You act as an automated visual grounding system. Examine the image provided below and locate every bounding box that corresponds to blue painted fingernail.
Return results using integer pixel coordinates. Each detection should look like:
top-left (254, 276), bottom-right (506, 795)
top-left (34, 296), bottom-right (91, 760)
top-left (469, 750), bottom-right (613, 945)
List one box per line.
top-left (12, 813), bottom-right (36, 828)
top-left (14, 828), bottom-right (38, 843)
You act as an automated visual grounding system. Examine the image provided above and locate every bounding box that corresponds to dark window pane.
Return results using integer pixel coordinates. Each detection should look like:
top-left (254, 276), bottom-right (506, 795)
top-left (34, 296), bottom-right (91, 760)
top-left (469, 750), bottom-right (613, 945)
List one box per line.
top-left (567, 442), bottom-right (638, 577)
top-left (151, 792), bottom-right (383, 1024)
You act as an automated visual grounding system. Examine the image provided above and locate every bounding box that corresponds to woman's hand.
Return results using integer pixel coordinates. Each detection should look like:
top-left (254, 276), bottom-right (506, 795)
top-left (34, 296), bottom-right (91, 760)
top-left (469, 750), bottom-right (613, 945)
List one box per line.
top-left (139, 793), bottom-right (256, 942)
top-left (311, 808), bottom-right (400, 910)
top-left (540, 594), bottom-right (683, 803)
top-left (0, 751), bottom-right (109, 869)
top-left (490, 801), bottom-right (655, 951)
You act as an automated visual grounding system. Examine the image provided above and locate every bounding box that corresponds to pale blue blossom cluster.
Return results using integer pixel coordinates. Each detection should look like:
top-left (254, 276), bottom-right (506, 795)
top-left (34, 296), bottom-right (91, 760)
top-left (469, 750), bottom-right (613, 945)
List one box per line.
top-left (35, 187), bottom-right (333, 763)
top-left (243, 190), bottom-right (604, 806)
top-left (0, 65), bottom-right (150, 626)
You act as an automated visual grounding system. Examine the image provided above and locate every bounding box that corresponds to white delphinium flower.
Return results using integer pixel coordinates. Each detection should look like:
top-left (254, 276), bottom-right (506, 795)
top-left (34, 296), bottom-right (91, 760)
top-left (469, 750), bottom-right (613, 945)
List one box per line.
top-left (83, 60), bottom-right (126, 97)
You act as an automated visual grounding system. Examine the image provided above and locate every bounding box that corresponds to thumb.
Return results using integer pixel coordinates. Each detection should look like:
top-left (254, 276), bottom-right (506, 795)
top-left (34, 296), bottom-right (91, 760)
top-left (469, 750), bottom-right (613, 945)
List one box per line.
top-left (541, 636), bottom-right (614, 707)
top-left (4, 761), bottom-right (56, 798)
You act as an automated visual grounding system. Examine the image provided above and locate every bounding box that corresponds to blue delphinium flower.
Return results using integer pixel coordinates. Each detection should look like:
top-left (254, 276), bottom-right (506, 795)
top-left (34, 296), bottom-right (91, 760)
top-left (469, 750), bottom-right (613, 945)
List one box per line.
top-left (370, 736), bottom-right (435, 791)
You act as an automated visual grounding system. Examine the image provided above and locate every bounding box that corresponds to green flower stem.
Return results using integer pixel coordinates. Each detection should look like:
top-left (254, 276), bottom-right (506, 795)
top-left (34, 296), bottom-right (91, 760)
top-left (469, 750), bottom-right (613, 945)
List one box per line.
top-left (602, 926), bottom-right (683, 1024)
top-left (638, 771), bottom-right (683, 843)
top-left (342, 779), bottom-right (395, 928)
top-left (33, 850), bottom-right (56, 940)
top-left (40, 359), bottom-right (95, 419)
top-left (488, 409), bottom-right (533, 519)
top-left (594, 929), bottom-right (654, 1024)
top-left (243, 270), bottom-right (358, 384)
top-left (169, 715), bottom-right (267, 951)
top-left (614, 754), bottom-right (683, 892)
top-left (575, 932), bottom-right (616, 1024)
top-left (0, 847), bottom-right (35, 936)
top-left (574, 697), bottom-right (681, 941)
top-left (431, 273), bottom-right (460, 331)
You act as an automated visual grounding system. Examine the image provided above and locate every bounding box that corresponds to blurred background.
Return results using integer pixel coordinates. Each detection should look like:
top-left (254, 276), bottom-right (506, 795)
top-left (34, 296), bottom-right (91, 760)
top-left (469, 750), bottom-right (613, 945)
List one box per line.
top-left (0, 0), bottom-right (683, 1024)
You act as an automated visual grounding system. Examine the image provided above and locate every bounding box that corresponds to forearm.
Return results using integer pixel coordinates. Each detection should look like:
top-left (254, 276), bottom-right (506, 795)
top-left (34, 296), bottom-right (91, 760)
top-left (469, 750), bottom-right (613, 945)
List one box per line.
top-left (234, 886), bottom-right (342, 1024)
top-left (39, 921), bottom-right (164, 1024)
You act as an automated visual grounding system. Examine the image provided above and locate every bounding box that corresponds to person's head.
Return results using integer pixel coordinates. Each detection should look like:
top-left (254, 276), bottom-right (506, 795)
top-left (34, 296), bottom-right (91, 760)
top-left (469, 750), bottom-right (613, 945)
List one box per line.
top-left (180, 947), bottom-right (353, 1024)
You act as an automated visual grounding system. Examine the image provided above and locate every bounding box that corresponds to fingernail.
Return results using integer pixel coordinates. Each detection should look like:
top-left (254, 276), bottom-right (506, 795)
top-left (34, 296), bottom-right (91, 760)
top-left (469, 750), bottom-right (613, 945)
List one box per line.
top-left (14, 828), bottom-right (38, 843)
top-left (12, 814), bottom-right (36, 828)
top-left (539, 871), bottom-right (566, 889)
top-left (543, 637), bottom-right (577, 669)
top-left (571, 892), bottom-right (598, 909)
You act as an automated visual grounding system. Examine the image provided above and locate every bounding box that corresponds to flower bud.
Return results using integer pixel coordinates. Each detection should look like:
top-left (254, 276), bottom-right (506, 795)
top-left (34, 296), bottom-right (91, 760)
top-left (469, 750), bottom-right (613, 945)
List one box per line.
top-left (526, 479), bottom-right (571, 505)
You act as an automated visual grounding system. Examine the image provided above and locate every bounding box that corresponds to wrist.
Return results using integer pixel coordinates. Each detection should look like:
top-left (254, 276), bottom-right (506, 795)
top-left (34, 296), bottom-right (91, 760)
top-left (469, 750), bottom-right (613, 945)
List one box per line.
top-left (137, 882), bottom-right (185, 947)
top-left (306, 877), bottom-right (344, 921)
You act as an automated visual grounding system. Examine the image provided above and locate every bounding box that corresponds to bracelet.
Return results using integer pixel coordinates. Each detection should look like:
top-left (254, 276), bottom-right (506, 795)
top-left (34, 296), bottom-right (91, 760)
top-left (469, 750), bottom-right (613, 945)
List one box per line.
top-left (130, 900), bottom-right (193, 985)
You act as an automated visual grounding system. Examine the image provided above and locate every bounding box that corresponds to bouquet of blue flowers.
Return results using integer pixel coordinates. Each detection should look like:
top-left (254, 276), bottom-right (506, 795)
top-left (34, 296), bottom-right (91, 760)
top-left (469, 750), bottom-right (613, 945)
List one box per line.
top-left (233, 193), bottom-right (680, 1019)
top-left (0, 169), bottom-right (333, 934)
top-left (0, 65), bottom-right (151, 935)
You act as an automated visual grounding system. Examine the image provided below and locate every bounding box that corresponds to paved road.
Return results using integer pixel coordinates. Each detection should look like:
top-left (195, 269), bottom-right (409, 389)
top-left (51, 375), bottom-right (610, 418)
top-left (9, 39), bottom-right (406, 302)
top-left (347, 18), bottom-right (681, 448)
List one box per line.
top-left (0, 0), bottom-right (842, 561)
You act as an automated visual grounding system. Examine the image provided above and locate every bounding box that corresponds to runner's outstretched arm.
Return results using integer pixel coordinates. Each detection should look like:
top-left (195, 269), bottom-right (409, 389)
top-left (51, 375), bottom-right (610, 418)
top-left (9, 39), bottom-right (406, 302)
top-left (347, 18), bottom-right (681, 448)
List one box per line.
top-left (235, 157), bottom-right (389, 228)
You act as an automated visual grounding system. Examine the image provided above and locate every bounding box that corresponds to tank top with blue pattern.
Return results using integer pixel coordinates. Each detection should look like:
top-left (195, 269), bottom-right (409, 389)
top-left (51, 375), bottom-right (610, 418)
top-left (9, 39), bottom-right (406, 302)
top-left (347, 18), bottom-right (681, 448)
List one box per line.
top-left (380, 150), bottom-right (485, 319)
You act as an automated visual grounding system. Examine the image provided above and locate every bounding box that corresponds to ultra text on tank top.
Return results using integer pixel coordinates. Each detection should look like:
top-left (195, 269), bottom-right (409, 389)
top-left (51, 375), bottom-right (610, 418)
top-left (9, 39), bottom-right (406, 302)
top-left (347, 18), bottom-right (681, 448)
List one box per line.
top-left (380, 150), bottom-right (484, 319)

++++++++++

Your objective: Copy out the lines exactly, from the line containing "on tank top." through the last line above.

Correct output:
You act as an automated visual grounding system. Examine the image provided above and locate every bounding box that corresponds to ultra text on tank top.
Return results using integer pixel coordinates. Each detection should look like:
top-left (195, 269), bottom-right (409, 389)
top-left (51, 375), bottom-right (610, 418)
top-left (9, 39), bottom-right (406, 302)
top-left (347, 18), bottom-right (681, 448)
List one box per line.
top-left (380, 150), bottom-right (484, 319)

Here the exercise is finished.